Source data -
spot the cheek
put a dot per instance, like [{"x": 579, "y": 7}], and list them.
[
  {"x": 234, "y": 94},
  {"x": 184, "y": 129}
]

Written problem -
Rewrite the entries above, replacing "cheek" with "chin" and leaving everything else the same.

Result below -
spot the chin
put a dot per instance, like [{"x": 579, "y": 7}], and list them.
[
  {"x": 234, "y": 94},
  {"x": 184, "y": 129}
]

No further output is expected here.